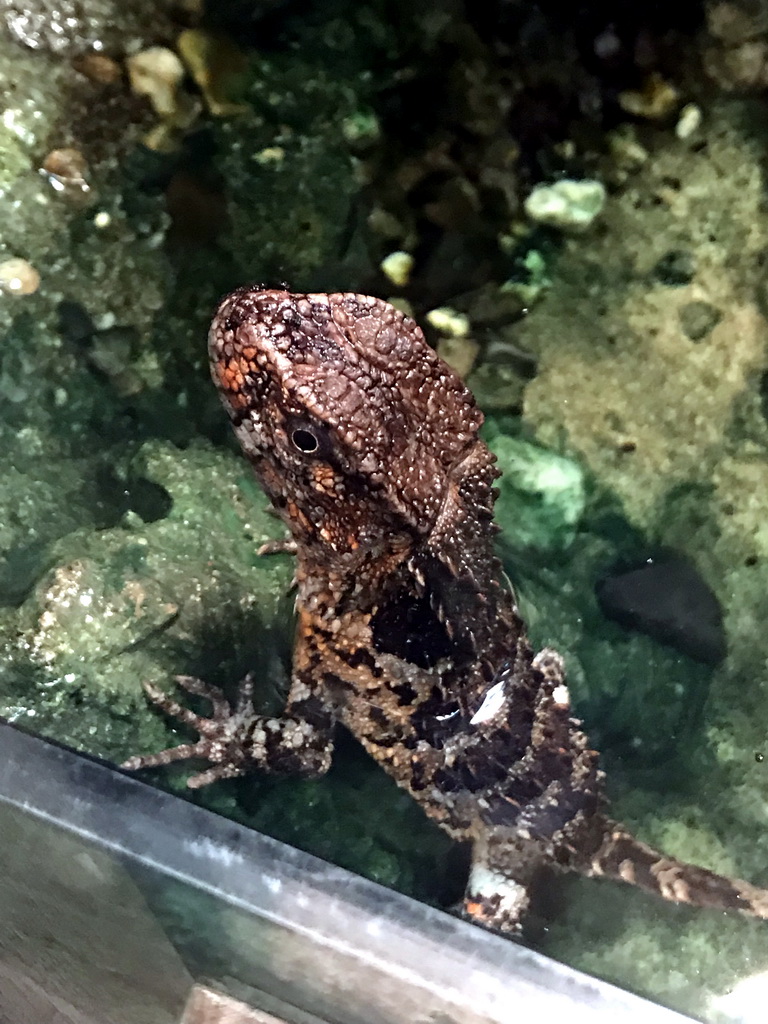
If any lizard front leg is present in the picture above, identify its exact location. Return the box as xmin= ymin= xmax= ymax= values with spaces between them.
xmin=121 ymin=669 xmax=335 ymax=790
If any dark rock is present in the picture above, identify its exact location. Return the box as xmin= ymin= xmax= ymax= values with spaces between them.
xmin=679 ymin=302 xmax=723 ymax=341
xmin=596 ymin=555 xmax=727 ymax=665
xmin=653 ymin=249 xmax=696 ymax=287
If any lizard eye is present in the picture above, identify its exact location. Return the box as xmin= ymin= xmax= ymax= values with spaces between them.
xmin=291 ymin=427 xmax=319 ymax=455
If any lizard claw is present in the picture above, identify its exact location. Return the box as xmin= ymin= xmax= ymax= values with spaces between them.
xmin=120 ymin=673 xmax=255 ymax=790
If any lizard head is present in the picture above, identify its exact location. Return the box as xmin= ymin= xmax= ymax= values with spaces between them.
xmin=209 ymin=288 xmax=482 ymax=551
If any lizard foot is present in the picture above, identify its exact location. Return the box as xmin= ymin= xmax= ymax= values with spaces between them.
xmin=120 ymin=673 xmax=258 ymax=790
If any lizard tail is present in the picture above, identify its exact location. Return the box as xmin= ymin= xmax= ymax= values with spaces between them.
xmin=588 ymin=821 xmax=768 ymax=919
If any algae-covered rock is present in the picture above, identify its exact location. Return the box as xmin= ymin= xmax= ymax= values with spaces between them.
xmin=489 ymin=434 xmax=586 ymax=554
xmin=0 ymin=443 xmax=291 ymax=760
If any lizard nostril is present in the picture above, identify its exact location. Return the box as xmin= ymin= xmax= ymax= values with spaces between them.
xmin=291 ymin=429 xmax=319 ymax=455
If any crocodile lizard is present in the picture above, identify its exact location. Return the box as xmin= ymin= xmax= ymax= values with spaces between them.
xmin=125 ymin=288 xmax=768 ymax=933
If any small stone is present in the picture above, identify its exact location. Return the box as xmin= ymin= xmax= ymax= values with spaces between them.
xmin=126 ymin=46 xmax=184 ymax=118
xmin=0 ymin=258 xmax=40 ymax=295
xmin=41 ymin=148 xmax=90 ymax=196
xmin=525 ymin=178 xmax=605 ymax=232
xmin=379 ymin=250 xmax=414 ymax=288
xmin=176 ymin=29 xmax=248 ymax=117
xmin=618 ymin=72 xmax=680 ymax=121
xmin=678 ymin=302 xmax=723 ymax=341
xmin=675 ymin=103 xmax=701 ymax=140
xmin=425 ymin=306 xmax=469 ymax=338
xmin=72 ymin=50 xmax=123 ymax=85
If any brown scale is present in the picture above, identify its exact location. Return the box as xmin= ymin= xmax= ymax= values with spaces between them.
xmin=121 ymin=288 xmax=768 ymax=932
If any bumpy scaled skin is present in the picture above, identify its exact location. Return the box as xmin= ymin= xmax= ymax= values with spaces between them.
xmin=126 ymin=288 xmax=768 ymax=932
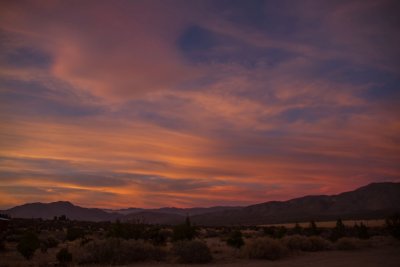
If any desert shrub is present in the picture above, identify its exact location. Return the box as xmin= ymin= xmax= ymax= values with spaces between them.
xmin=283 ymin=235 xmax=311 ymax=251
xmin=354 ymin=223 xmax=370 ymax=239
xmin=366 ymin=235 xmax=399 ymax=248
xmin=386 ymin=214 xmax=400 ymax=239
xmin=293 ymin=223 xmax=303 ymax=235
xmin=145 ymin=227 xmax=169 ymax=246
xmin=77 ymin=238 xmax=165 ymax=265
xmin=172 ymin=240 xmax=212 ymax=263
xmin=67 ymin=227 xmax=85 ymax=241
xmin=40 ymin=236 xmax=58 ymax=253
xmin=0 ymin=239 xmax=7 ymax=252
xmin=108 ymin=220 xmax=146 ymax=239
xmin=306 ymin=221 xmax=321 ymax=236
xmin=243 ymin=237 xmax=287 ymax=260
xmin=308 ymin=236 xmax=332 ymax=251
xmin=56 ymin=248 xmax=72 ymax=264
xmin=172 ymin=217 xmax=196 ymax=241
xmin=17 ymin=231 xmax=40 ymax=260
xmin=226 ymin=230 xmax=244 ymax=248
xmin=336 ymin=237 xmax=360 ymax=250
xmin=330 ymin=219 xmax=346 ymax=241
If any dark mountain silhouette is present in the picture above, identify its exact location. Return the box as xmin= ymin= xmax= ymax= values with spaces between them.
xmin=192 ymin=183 xmax=400 ymax=225
xmin=5 ymin=201 xmax=119 ymax=221
xmin=3 ymin=183 xmax=400 ymax=225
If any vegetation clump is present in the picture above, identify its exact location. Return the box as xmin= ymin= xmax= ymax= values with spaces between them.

___

Exercise aim> Put the lines above, from the line containing "If any lizard tail" through the line containing "xmin=121 ymin=288 xmax=768 ymax=932", into a Markdown table with the columns Row and Line. Number each line in Row and skip any blank lines.

Exercise solution>
| Row | Line |
|---|---|
| 1 | If any lizard tail is present in the picture above, identify its exact location. Return the box as xmin= ymin= xmax= ymax= values with spaces between them. |
| 2 | xmin=588 ymin=821 xmax=768 ymax=919 |
| 3 | If any algae-covered rock is present in the picture above, identify its exact location. Return the box as xmin= ymin= xmax= ymax= values with spaces between them. |
| 4 | xmin=489 ymin=434 xmax=586 ymax=554 |
| 5 | xmin=0 ymin=443 xmax=291 ymax=760 |
| 6 | If any lizard nostril is present in the picture above, identify its exact location. Return the box as xmin= ymin= xmax= ymax= values with spaces between them. |
| 7 | xmin=291 ymin=429 xmax=319 ymax=455 |
| 8 | If any crocodile lizard is present in the picture above, identify its exact location. Return the box as xmin= ymin= xmax= ymax= values with spaces between them. |
| 9 | xmin=125 ymin=288 xmax=768 ymax=933 |
| 10 | If any small stone is present in the picture above, identify its exact location. Return the box as xmin= ymin= xmax= ymax= values with spaces between them. |
| 11 | xmin=126 ymin=46 xmax=184 ymax=118 |
| 12 | xmin=0 ymin=258 xmax=40 ymax=295 |
| 13 | xmin=41 ymin=148 xmax=90 ymax=196 |
| 14 | xmin=525 ymin=178 xmax=605 ymax=232 |
| 15 | xmin=379 ymin=250 xmax=414 ymax=288 |
| 16 | xmin=176 ymin=29 xmax=248 ymax=117 |
| 17 | xmin=618 ymin=72 xmax=680 ymax=121 |
| 18 | xmin=678 ymin=302 xmax=723 ymax=341 |
| 19 | xmin=675 ymin=103 xmax=701 ymax=140 |
| 20 | xmin=425 ymin=306 xmax=469 ymax=338 |
| 21 | xmin=72 ymin=50 xmax=123 ymax=85 |
| 22 | If any brown scale is present in the picture above, identify its exact location. Return the box as xmin= ymin= xmax= ymax= values with spaces between them. |
| 23 | xmin=121 ymin=288 xmax=768 ymax=932 |